TASK OBJECTIVE:
Lay out every line of the records below as a numbered list, leaving out any blank lines.

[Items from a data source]
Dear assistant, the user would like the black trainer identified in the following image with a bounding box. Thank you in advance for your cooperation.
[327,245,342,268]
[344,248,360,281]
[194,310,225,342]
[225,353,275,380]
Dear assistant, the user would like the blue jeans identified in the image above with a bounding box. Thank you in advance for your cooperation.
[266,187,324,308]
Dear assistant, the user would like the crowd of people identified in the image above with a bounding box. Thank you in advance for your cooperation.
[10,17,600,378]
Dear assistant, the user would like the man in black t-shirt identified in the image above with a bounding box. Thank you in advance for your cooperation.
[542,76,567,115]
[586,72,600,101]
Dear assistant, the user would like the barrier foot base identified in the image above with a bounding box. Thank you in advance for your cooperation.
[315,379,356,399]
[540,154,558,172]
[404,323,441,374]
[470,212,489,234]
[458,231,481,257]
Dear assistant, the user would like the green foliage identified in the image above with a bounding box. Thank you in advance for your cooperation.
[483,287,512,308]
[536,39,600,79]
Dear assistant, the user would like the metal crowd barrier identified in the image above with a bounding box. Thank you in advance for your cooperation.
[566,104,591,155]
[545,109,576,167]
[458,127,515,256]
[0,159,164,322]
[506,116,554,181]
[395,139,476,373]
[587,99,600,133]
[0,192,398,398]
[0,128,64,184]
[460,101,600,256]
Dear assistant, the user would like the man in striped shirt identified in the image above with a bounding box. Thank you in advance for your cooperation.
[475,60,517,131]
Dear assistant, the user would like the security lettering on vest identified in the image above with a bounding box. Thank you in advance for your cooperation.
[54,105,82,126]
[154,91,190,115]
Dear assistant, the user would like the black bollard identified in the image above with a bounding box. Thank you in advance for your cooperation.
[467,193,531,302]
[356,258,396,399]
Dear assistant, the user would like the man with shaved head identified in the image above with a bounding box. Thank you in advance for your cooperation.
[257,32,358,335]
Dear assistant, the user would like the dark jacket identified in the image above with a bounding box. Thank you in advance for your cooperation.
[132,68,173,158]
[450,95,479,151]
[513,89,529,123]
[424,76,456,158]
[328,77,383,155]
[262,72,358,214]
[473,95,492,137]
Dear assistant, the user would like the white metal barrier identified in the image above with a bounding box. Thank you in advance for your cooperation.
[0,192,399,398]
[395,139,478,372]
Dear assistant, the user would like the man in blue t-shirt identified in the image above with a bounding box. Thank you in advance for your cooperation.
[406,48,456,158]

WRITTEN ANSWER:
1. Dear assistant, the user would like the black trainer identified in the following image with a bounding box. Thank you in advance for your cooperation.
2. [327,245,342,268]
3. [344,248,360,281]
4. [194,310,225,342]
5. [225,353,275,380]
6. Dear assistant, the user would like the blue jeans identified in the image above with a bounding box. Thank you in advance for your cooperation.
7. [266,187,324,308]
8. Dear assistant, the user would like the crowd of people identified in the image above with a bounding box. Thank you in advance for your cooperation.
9. [10,17,600,378]
10. Dear assistant, the user would like the man in black t-shirt identified in the image above with a bounding box. Thank you in advance for your cooperation.
11. [542,76,567,115]
12. [586,72,600,101]
13. Dear assistant, the user would like the barrier foot base identified in the image above with a bounding box. Thank you in advance for your cooperation.
14. [315,379,356,399]
15. [540,154,558,172]
16. [404,323,441,374]
17. [470,212,489,234]
18. [458,231,481,257]
19. Dear assistant, the user would like the green foliage identified in the image above with a bounding box. Thank you in advance for your cooperation.
20. [483,287,512,308]
21. [536,39,600,79]
22. Dear assistant, the user would like the metal crowd barrier identified in the image above with a bounding box. Thank you in advance for your cooperation.
23. [566,104,591,155]
24. [545,109,576,167]
25. [458,127,515,256]
26. [0,159,164,322]
27. [506,116,554,181]
28. [395,139,476,373]
29. [587,99,600,133]
30. [0,192,398,398]
31. [0,128,64,184]
32. [460,101,600,256]
33. Dear assistant, the user would like the man in striped shirt identified in the image above with a bounding box. Thank you in advance for your cooperation.
34. [475,60,517,131]
35. Dear assistant, the user would like the security lettering on vest identified in the image above with a bounding box. Thank you in advance for your cooperation.
36. [54,105,82,126]
37. [154,91,190,115]
38. Dear assistant, the user would like the black bollard identified in the image above with a bounding box. Thank you in advance for your cooperation.
39. [467,193,531,302]
40. [356,258,396,399]
41. Dear assistant, the user would like the man with shaved head identified in the image above with a bounding box. Thank you in advance for your cooperation.
42. [257,32,358,335]
43. Dear assistant, the user would like the dark jacket identified in the image above with a bounding box. Thank you in advance for your cooperation.
44. [132,68,173,158]
45. [450,95,479,151]
46. [513,89,529,123]
47. [424,76,456,158]
48. [328,77,383,155]
49. [262,72,358,214]
50. [473,95,492,137]
51. Dear assistant, the user would like the white metal barrier identified in the image above with a bounding box. Thank you in advance for your cooperation.
52. [0,192,399,398]
53. [395,139,478,372]
54. Dear assistant, the user would like the man in blue t-shirt identified in the image above with a bounding box. Thank you in advance for your cooperation.
55. [406,48,456,158]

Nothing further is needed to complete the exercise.